*** Task data ***

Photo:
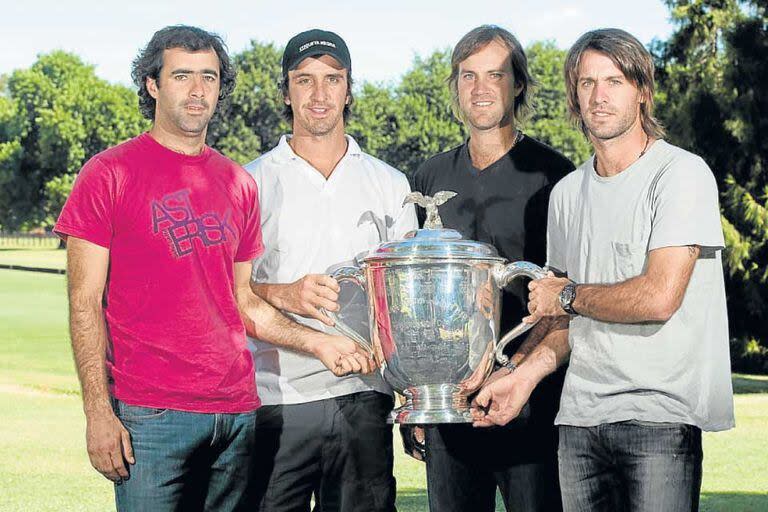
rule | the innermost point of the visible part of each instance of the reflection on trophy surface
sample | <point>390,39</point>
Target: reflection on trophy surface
<point>434,306</point>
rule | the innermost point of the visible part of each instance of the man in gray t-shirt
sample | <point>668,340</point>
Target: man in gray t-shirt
<point>637,231</point>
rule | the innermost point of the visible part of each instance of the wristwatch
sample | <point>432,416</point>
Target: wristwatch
<point>567,296</point>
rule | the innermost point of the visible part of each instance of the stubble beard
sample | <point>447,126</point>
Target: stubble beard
<point>320,127</point>
<point>624,122</point>
<point>188,124</point>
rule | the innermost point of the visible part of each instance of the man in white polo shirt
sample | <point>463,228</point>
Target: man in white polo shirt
<point>323,202</point>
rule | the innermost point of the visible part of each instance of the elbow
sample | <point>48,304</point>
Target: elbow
<point>665,307</point>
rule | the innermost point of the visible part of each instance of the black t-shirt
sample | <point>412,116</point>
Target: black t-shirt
<point>504,205</point>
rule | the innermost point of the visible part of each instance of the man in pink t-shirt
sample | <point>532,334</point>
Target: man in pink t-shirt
<point>161,231</point>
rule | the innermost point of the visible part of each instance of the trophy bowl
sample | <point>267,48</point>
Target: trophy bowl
<point>434,305</point>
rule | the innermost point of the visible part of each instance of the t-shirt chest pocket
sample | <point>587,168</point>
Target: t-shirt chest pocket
<point>629,258</point>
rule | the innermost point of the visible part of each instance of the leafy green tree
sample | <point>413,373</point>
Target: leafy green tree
<point>55,115</point>
<point>714,102</point>
<point>251,122</point>
<point>549,122</point>
<point>411,122</point>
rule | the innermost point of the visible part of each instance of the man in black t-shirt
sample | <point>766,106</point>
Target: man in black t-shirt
<point>503,179</point>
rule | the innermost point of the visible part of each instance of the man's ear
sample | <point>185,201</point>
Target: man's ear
<point>517,89</point>
<point>152,87</point>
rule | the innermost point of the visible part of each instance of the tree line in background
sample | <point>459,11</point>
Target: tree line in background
<point>712,96</point>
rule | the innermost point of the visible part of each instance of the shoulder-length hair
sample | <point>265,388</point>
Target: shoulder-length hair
<point>630,56</point>
<point>477,39</point>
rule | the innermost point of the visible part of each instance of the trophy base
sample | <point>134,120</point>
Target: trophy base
<point>432,404</point>
<point>408,416</point>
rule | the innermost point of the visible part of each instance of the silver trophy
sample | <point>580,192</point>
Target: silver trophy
<point>434,303</point>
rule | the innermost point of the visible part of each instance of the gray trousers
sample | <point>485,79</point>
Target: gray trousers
<point>338,449</point>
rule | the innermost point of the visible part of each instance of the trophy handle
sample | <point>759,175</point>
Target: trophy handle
<point>503,275</point>
<point>355,275</point>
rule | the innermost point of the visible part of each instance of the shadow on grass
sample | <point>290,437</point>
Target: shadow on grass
<point>745,384</point>
<point>412,500</point>
<point>733,502</point>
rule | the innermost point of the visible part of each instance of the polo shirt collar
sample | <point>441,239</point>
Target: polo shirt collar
<point>283,151</point>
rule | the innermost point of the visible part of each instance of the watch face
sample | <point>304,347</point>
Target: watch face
<point>567,296</point>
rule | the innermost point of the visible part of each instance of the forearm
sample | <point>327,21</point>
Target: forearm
<point>89,346</point>
<point>537,333</point>
<point>271,293</point>
<point>632,301</point>
<point>550,351</point>
<point>266,323</point>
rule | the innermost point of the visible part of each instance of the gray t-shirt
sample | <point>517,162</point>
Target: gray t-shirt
<point>311,225</point>
<point>600,231</point>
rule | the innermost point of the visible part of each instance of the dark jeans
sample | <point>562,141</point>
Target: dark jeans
<point>465,465</point>
<point>340,449</point>
<point>630,466</point>
<point>186,461</point>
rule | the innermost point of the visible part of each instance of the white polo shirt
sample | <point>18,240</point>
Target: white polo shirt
<point>309,225</point>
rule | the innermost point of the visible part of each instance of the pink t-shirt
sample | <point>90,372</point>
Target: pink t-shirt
<point>174,225</point>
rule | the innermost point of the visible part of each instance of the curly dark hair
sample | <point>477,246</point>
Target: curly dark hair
<point>149,62</point>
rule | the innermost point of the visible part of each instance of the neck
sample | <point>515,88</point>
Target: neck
<point>323,152</point>
<point>184,143</point>
<point>615,155</point>
<point>487,146</point>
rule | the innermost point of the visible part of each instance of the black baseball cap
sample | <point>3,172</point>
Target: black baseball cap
<point>312,43</point>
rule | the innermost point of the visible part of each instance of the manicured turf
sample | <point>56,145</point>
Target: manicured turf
<point>44,466</point>
<point>43,258</point>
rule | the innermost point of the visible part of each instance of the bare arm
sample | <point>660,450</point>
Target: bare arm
<point>263,321</point>
<point>108,441</point>
<point>653,296</point>
<point>303,297</point>
<point>503,397</point>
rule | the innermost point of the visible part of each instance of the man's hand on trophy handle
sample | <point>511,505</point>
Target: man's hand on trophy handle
<point>309,294</point>
<point>341,355</point>
<point>414,441</point>
<point>501,400</point>
<point>544,297</point>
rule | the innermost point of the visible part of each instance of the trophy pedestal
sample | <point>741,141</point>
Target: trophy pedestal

***

## Your objective
Take exactly the lines from the one containing "Target: wristwatch" through the one containing "sample | <point>766,106</point>" in the data above, and output them with nothing added.

## Response area
Target: wristwatch
<point>567,296</point>
rule | the innermost point of the visible part of each instance of the stubble beard
sample | <point>447,126</point>
Target: stubble beard
<point>320,127</point>
<point>624,122</point>
<point>188,124</point>
rule | the innermost point of the visible part of each instance of the man in white polo shirt
sample | <point>463,228</point>
Target: man in white polo shirt
<point>323,202</point>
rule | the innermost point of the visible part of each instance of the elbow
sample | <point>48,304</point>
Target: elbow
<point>665,307</point>
rule | the innermost point of the visible part of each instance of the black t-shirt
sample | <point>412,116</point>
Target: black t-shirt
<point>504,205</point>
rule | the innermost point of the visible part of each instance of the man in pink t-shirt
sample | <point>532,334</point>
Target: man in pink t-shirt
<point>161,231</point>
rule | the innermost point of the visible part of each instance of the trophy bowl
sample | <point>267,48</point>
Target: trophy bowl
<point>434,305</point>
rule | the innermost point of the visible part of each instance of the t-shirt chest pocket
sample | <point>587,168</point>
Target: t-shirt chest pocket
<point>629,258</point>
rule | the innermost point of the visible part of each instance of the leafy green tree
sample | <point>413,373</point>
Target: leafy green tree
<point>55,115</point>
<point>714,102</point>
<point>251,122</point>
<point>549,122</point>
<point>411,122</point>
rule | the innermost point of the visible part of each instance of the man in black t-shirt
sample | <point>766,106</point>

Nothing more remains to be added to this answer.